-- Challenge --
Edit the rows from the one containing "Highlight the cloudy sky." through the one containing "[0,506,315,594]", changing "green hillside" to "grassy slope" and leaving everything else as it is. Leave the pictures out of your answer.

-- The records --
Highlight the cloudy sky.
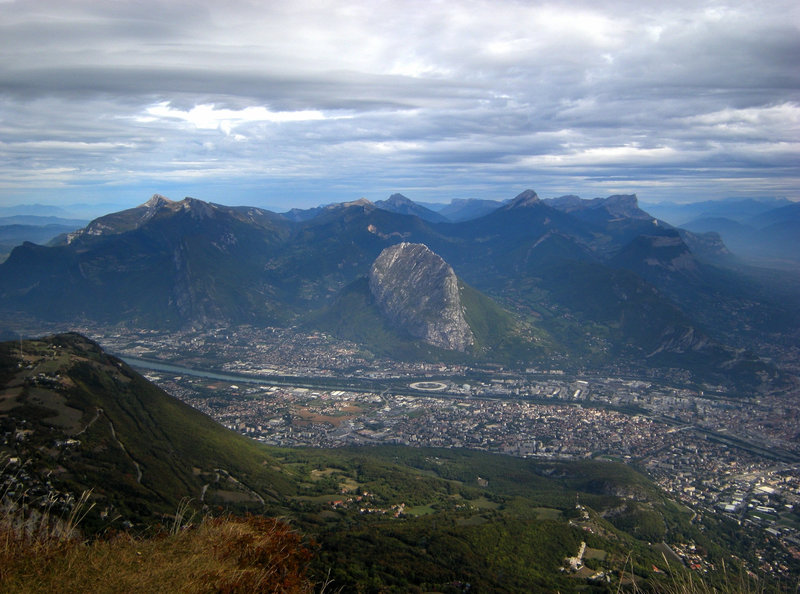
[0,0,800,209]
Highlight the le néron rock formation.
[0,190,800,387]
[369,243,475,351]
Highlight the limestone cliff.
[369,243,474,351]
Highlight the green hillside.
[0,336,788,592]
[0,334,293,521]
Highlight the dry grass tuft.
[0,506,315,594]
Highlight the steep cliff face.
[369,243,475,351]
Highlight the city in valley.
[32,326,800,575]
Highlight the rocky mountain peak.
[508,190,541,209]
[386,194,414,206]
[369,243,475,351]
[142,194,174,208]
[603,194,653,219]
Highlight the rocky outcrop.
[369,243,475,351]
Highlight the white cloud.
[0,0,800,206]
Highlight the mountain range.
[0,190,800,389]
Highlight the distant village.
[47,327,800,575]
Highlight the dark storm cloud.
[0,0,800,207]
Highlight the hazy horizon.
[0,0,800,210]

==

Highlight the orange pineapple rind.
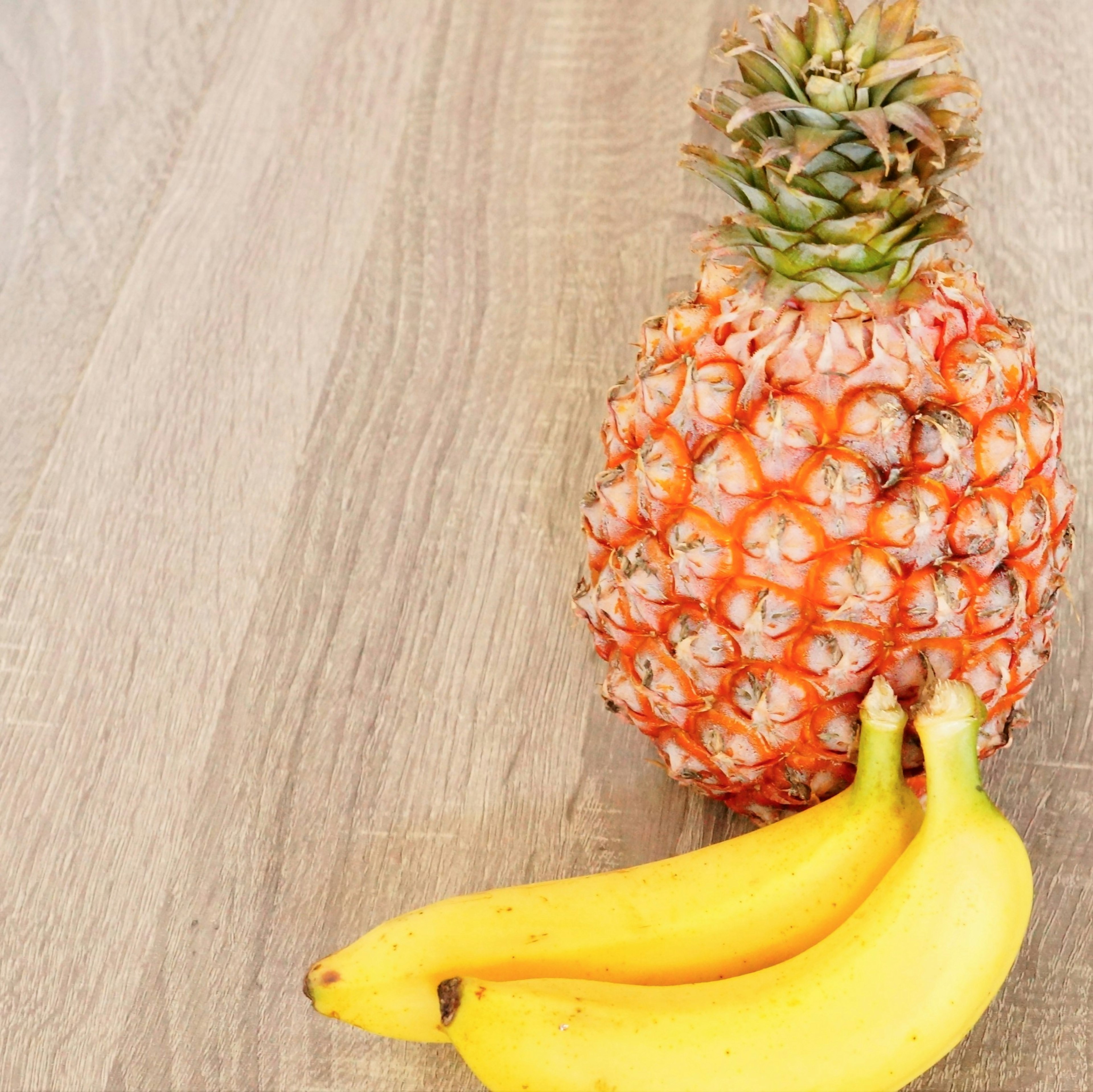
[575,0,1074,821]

-- Result for this task --
Highlight the cloudy sky.
[0,0,800,209]
Highlight the le néron rock formation.
[0,190,800,387]
[369,243,475,351]
Highlight the limestone cliff.
[369,243,474,351]
Highlight the grassy slope.
[0,336,788,592]
[0,334,293,521]
Highlight the dry grass tuft.
[0,506,315,594]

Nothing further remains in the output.